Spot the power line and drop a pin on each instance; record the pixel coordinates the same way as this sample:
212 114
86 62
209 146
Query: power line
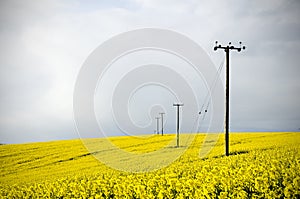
227 50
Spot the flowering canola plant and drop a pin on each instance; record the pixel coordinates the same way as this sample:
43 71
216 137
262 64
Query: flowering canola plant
260 165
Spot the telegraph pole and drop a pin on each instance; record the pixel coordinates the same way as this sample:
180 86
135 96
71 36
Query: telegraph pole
162 123
157 125
227 49
178 105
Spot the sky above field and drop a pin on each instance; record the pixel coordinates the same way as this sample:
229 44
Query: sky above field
45 43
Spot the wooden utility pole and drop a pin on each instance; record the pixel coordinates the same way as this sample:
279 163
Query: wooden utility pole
162 123
157 125
227 49
178 105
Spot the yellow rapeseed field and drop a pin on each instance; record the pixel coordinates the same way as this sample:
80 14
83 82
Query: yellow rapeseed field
261 165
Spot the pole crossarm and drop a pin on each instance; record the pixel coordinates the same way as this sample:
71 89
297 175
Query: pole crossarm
227 50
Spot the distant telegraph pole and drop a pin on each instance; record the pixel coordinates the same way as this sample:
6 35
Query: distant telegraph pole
227 49
178 105
162 123
157 125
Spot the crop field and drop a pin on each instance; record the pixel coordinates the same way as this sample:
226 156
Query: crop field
260 165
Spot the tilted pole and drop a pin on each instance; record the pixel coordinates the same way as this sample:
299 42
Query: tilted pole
178 105
157 125
162 123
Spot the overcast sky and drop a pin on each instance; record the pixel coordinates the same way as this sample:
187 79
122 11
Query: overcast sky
44 44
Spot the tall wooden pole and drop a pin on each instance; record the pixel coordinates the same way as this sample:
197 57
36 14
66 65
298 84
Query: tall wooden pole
227 49
177 105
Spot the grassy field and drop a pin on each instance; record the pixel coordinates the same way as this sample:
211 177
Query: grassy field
261 165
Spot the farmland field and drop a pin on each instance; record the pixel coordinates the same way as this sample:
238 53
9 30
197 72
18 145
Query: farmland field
261 165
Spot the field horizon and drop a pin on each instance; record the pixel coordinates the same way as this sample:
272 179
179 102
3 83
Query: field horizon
260 165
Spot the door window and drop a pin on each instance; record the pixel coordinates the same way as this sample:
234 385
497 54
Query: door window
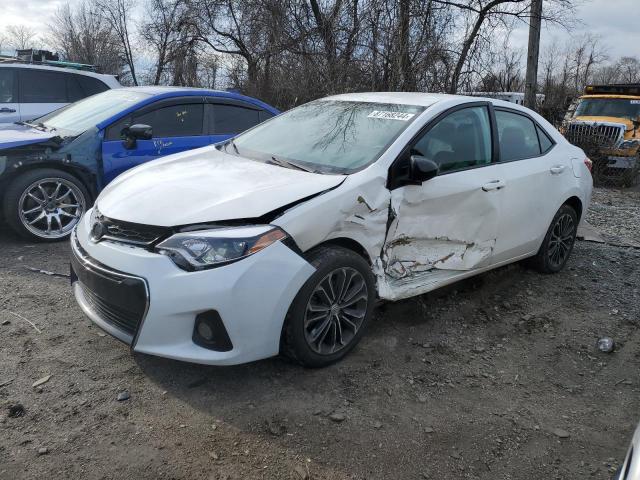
174 121
232 119
545 141
461 140
6 86
517 135
41 86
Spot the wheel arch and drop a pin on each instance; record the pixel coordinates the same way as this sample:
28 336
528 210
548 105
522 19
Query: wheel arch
83 176
349 244
575 203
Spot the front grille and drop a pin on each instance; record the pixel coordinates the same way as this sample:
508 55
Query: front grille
117 298
595 135
115 315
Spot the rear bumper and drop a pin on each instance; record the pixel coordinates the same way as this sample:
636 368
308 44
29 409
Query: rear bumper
630 469
252 297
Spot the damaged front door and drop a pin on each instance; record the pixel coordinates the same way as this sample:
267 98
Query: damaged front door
448 224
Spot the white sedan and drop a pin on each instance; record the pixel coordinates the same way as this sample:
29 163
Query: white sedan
281 240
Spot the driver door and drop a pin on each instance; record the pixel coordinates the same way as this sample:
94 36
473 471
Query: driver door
449 224
177 126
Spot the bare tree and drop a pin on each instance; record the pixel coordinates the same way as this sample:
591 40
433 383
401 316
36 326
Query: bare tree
21 36
83 36
168 30
118 14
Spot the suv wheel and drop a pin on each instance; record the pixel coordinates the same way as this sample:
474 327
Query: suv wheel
331 311
45 204
558 242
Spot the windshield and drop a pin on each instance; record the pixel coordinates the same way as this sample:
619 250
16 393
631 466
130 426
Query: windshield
609 107
327 136
80 116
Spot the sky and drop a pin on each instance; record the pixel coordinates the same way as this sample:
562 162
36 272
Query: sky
616 22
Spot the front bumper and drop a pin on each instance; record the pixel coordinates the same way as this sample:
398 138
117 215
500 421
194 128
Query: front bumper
621 162
252 297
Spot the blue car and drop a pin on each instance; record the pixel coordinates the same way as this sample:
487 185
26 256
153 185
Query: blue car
52 168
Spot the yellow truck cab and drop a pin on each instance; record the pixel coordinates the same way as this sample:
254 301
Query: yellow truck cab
606 124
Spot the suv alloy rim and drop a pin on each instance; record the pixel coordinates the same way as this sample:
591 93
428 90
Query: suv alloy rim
562 237
51 207
335 311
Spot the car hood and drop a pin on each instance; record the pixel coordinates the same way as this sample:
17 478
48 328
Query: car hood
206 185
13 135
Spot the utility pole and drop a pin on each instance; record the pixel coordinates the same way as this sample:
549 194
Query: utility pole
533 53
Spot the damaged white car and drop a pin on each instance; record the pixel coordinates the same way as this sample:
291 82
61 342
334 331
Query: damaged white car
281 240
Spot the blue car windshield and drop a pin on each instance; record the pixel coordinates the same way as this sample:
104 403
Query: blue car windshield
327 136
78 117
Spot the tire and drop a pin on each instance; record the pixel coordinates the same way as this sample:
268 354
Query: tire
558 243
315 315
45 204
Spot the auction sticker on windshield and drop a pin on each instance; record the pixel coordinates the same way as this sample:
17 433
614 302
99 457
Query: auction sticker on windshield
391 115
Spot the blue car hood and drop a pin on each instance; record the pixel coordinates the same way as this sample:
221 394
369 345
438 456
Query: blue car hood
13 135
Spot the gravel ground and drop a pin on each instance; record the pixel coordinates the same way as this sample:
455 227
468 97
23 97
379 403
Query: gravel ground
616 213
497 377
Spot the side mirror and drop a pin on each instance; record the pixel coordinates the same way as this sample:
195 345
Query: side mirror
────
Return the listing above unchanged, apart from dropping its pictures.

WRITTEN ANSWER:
Spot the power line and drop a pin on each instance; record the pixel coordinates the same way as this sample:
212 114
86 62
209 146
Query: power line
227 50
Spot the flowering canola plant and drop a pin on each instance; record the pixel coordinates the same way as this sample:
43 71
216 137
262 64
Query: flowering canola plant
260 165
Spot the telegraph pole and drop a pin on each instance; record the pixel coordinates the same way as this sample:
180 86
135 96
71 36
Query: telegraph pole
162 123
157 125
227 49
178 105
Spot the sky above field and drop a pin on each instance; record the pixel coordinates the same way as this sample:
229 44
Query: sky above field
45 43
Spot the wooden utility pole and drop a pin on each instance; record the pixel coordinates the same way as this sample:
279 163
Query: wooden utility pole
162 123
157 125
227 49
178 105
Spot the yellow rapeseed field and drop a pin on each instance; record the pixel coordinates the same way as this sample:
80 14
83 82
Query: yellow rapeseed field
261 165
Spot the pole crossarm and drop a pin on each instance; record the pixel coordinates the same way as this sample:
71 89
297 175
Query: pole crossarm
227 50
Spot the distant telegraph pole and drop a pin on each instance; record the pixel coordinates the same way as this sample:
6 35
Query: distant telegraph pole
227 49
178 105
162 123
157 125
Spot the crop field and drop a pin on each instance; record the pixel coordinates the same way as this sample:
226 156
Query: crop field
260 165
Spot the tilted pole and drop a pin on each instance; record the pixel coordinates the same way as this sample:
299 42
Query: tilted pole
178 105
157 125
162 123
Spot the overcast sky and drop a pin on each instance; record the pixel coordinates the same way as this sample:
187 79
122 11
Query: overcast sky
44 44
Spot the tall wooden pole and drop a pin on each instance; record the pixel coordinates the same way as this sample:
197 57
36 14
66 65
298 84
Query: tall wooden pole
227 49
177 105
Spot the grassy field and drop a pin on each instance; record the pixel coordinates the same way as this sample:
211 177
Query: grassy field
261 165
Spot the farmland field and drop a pin on each instance; record the pixel coordinates the same way as this sample:
238 53
9 30
197 72
18 145
Query: farmland field
261 165
Spot the field horizon and drop a pin on each instance; record the pixel coordinates the same way as this sample:
272 179
179 102
3 83
Query: field horizon
260 165
Spot the door window and drop a pin on each instance; record the pixel coordinates the same way as this sample:
234 385
497 54
Query: door window
174 121
232 119
545 141
461 140
6 86
517 135
41 86
Spot the wheel arch and drop a pin on each instance; record the pixel coordinates the same way as this sample:
28 336
528 210
548 105
522 19
Query: wheel arch
83 176
349 244
575 203
Spot the front grille and drop a pin on each instance; record the pixel coordinates the same way as this sample:
508 55
Query: front grille
117 298
595 135
115 315
Spot the rear bumper and drop a pin on each instance; record the pixel coordinates the same way as this sample:
636 368
308 44
29 409
Query: rear bumper
630 469
252 297
Spot the damaged front door and drop a pin on each instance; record the pixel coordinates the same way as this sample:
267 98
Query: damaged front door
448 224
Spot the white sedan and drop a pin on each instance; record the pixel coordinates the same way as this sample:
29 163
Query: white sedan
281 240
Spot the driver door and drop a pin on each instance; record the pixel coordinates the same way as this sample:
94 36
473 471
Query: driver door
449 224
177 126
Spot the bare tree and drop a pin on each instance; record the pixel coordinates the same way as this sample:
591 40
433 383
401 316
36 326
Query: bare tree
21 36
83 36
168 30
118 14
Spot the suv wheel and drop a pin on each instance; record the pixel coordinates the same way as this sample:
474 327
Query: suv wheel
331 311
45 204
558 242
Spot the windshield and drop a pin on each instance; record the pixel coordinates the same way as this sample:
619 250
16 393
631 466
130 426
Query: windshield
609 107
327 136
80 116
Spot the sky and drop a pin on each instance; record the pixel coordinates the same way as this sample:
562 162
36 272
Query: sky
616 22
Spot the front bumper and drop a pin on each instance; record the pixel coordinates the same way as this sample:
398 138
117 215
500 421
194 128
Query: front bumper
621 162
252 297
Spot the blue car and drop a pin on each instance; record the pixel coordinates the same way as this sample:
487 185
26 256
153 185
Query: blue car
52 168
Spot the yellow truck cab and drop a pin on each instance; record the pixel coordinates the same way as this sample:
254 301
Query: yellow truck cab
606 124
Spot the suv alloy rim and drop a pin on each instance; record the pixel coordinates the same way as this sample:
591 93
428 90
Query: suv alloy rim
562 237
51 207
335 311
Spot the car hood and drop a pin on each instance; record the pixel coordinates the same way as this sample:
17 478
48 328
Query: car hood
206 185
13 135
Spot the utility pole and drop a pin on each instance; record the pixel coordinates the same way as this sample:
549 194
Query: utility pole
533 53
Spot the damaged white car and drop a pin on each instance; record the pixel coordinates the same way as this sample:
291 82
61 342
334 331
Query: damaged white car
281 240
Spot the blue car windshield and drop a pin on each instance; record the pixel coordinates the same way as this sample:
104 403
Query: blue car windshield
327 136
78 117
Spot the tire and drop a pin on each instance; record the pixel coordinates the same way as this sample:
268 354
Query: tire
558 243
315 315
45 204
Spot the auction sticker on windshield and drop a pin on each instance; record the pixel coordinates the same way as this sample:
17 433
614 302
99 457
Query: auction sticker on windshield
391 115
Spot the blue car hood and drop a pin on each instance; record the pixel coordinates the same way as this sample:
221 394
369 345
438 456
Query: blue car hood
13 135
Spot the gravel ground and drop a pin on each instance; record the pixel coordinates the same way as this sample:
455 227
468 97
23 97
379 403
Query: gravel ground
616 213
497 377
Spot the side mirror and drop a pin on each instance; record the pixel coordinates the same way as this sample:
195 345
Query: side mirror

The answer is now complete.